═════ Excerpt to read

A byte address divided by 8 gives the doubleword (DW) address:
Dividing by 8 just drops the low 3 bits. In hardware we do not need a divider — we use a splitter to take bits [9:3] of the 64-bit ALU output and feed those 7 bits to the RAM A input. The low 3 bits [2:0] are the offset inside the cell and are not sent to the RAM address; instead they tell us which sub-word we are touching.
byte addr bit: ... 9 8 7 6 5 4 3 | 2 | 1 0
\________ DW addr ______/ |word|byte|
(-> RAM A, 7 bits) |sel | sel |
The notes drew this as the ALU output TA (64 bits, a byte address) entering a splitter labeled 3-9, whose 7-bit output drives the RAM A input.
+-----+
RD0 (rs1) ----->| A |
base addr | ALU | TA +--------+ A
| B |--/--->| 3 - 9 |--/--> (RAM addr)
imm-i/imm-s --->+-----+ 64 +--------+ 7
byte splitter DW addr
addr
The three address "views"¶
The class drew the same memory three ways at once. The picture below mirrors that "memory layout" diagram: the same storage seen as raw bytes, as 32-bit words, and as 64-bit doublewords.
byte addr word addr dword addr
---------- --------- ----------
...
16 --* (word 4) (dword 2)

══════════
═════ Data listing

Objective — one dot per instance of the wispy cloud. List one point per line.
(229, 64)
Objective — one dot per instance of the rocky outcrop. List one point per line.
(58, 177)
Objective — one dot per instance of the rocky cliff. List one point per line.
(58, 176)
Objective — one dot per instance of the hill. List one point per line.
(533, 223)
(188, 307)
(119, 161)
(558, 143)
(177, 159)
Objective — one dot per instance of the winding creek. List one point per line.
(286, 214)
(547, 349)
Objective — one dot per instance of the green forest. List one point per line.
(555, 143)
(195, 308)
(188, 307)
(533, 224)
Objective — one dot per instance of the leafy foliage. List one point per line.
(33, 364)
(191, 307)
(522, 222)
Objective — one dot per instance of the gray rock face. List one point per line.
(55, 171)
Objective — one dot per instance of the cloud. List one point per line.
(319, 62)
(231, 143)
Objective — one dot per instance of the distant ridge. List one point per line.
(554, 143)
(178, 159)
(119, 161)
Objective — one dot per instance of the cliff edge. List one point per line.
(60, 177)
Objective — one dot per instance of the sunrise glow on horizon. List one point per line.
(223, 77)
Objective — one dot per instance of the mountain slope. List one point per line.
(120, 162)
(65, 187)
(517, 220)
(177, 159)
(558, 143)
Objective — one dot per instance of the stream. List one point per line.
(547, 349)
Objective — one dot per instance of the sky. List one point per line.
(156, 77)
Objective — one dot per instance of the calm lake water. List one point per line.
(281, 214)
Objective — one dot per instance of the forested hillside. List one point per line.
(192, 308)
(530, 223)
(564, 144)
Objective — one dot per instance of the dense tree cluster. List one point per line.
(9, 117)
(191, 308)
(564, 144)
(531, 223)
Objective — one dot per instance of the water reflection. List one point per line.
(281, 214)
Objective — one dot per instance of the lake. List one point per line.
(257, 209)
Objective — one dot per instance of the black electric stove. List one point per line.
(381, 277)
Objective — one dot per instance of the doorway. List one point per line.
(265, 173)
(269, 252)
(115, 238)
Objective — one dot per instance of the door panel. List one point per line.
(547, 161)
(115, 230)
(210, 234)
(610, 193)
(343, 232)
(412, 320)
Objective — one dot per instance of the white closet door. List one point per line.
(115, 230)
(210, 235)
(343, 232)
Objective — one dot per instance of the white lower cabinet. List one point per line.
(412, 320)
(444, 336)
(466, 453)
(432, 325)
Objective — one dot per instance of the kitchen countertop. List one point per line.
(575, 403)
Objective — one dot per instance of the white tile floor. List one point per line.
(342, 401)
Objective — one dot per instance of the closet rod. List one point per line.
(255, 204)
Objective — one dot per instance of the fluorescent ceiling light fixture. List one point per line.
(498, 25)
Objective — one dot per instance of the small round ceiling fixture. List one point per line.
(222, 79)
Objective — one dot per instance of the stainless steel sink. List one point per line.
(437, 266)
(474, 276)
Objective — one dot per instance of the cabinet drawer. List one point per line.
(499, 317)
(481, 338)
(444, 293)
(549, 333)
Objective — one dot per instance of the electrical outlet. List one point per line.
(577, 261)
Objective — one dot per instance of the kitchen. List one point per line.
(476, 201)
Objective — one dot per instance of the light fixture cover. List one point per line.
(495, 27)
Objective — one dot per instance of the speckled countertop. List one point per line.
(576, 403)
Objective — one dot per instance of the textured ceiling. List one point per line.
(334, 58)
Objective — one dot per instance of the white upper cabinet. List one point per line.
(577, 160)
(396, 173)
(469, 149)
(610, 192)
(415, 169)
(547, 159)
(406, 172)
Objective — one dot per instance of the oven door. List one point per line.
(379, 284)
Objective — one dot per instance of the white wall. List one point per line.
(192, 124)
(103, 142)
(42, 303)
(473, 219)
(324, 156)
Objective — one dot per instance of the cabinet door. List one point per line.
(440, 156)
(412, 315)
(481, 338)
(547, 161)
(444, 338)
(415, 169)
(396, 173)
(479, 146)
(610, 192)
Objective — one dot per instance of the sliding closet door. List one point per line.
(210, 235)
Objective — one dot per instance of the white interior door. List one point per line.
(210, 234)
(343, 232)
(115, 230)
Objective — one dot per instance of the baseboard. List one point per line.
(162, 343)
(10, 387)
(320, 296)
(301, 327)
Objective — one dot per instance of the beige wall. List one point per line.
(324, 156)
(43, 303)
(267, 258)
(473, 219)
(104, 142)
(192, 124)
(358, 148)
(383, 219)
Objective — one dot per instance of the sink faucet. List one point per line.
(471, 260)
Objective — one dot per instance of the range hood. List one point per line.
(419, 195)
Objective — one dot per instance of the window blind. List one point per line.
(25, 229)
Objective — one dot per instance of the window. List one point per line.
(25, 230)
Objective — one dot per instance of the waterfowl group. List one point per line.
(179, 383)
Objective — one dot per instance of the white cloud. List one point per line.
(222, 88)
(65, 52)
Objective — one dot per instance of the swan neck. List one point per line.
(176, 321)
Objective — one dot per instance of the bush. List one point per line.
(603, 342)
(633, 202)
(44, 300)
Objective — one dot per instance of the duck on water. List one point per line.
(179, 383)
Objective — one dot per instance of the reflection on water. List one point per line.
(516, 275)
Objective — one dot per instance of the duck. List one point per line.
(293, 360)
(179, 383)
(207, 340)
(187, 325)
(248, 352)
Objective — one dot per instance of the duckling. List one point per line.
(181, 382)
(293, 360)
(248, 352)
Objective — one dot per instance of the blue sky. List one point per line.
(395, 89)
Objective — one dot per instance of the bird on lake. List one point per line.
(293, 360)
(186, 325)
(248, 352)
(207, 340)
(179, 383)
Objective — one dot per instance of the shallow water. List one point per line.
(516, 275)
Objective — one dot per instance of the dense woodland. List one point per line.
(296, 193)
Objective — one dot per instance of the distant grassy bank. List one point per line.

══════════

* _Instructions to follow_:
Reproduce the passage of the memory-addressing text above word for word, starting with "byte addr bit: ..." and going on through "drives the RAM A input.".

* _Solution_:
byte addr bit: ... 9 8 7 6 5 4 3 | 2 | 1 0
\________ DW addr ______/ |word|byte|
(-> RAM A, 7 bits) |sel | sel |
The notes drew this as the ALU output TA (64 bits, a byte address) entering a splitter labeled 3-9, whose 7-bit output drives the RAM A input.